- **SHORT TASK**
Copy out every line of the records below, unchanged, leaving out the pictures.

↓↓↓

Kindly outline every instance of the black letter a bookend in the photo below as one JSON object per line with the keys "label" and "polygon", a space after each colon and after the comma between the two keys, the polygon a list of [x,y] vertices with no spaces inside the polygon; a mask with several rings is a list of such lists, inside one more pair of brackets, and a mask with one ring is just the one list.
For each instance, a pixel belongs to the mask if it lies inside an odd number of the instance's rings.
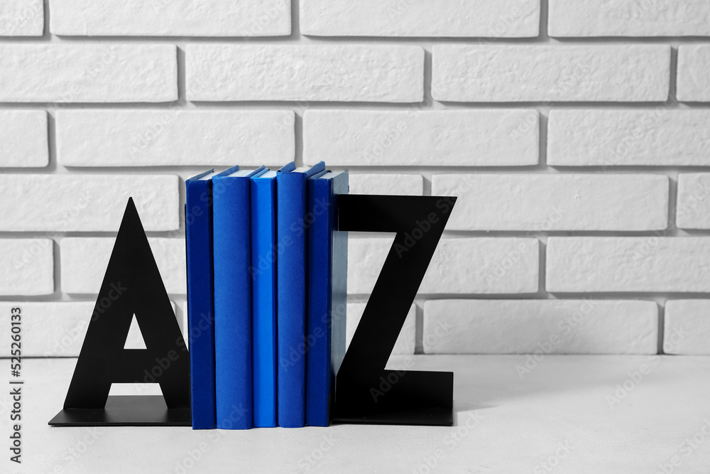
{"label": "black letter a bookend", "polygon": [[[146,349],[124,348],[133,315]],[[138,211],[129,199],[64,409],[49,424],[189,426],[188,357]],[[158,383],[163,397],[109,397],[111,383]]]}

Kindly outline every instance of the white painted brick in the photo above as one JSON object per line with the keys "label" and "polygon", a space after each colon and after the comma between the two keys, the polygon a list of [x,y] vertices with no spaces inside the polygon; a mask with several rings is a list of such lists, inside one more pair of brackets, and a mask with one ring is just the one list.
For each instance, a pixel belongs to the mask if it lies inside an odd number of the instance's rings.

↑↑↑

- **COMPLETE OUTPUT**
Kindly outline every instance of the black letter a bookend in the photo below as one JSON object per line with the keys "label" and "polygon", a space after each colon and after the comma between the two keys, the polygon a list of [x,y] vertices with no spaces inside the polygon; a mask with several rings is a list of such lists, inside one more pair of brackets, and a mask with one ring is just the one list.
For each instance, a pixel belongs to the mask if it lies inside an odd number of the instance's rings.
{"label": "black letter a bookend", "polygon": [[[146,349],[124,348],[133,315]],[[138,211],[129,199],[64,409],[49,424],[189,426],[188,357]],[[158,383],[163,397],[109,397],[111,383]]]}

Kindly outline every instance of the white painted brick in the photo above as one JSON object per line with the keys "label" and "polygon", a space after each colon and after the comma between the two keys, the polygon a list of [x,y] vertices with no spaces inside the polygon; a mask with several rings is a list of such lists, inside one more pair of brackets, and a mask with one ring is just the one list.
For each instance, a pixel belongs to the mask if it lies inside an odd number of the instance's rings.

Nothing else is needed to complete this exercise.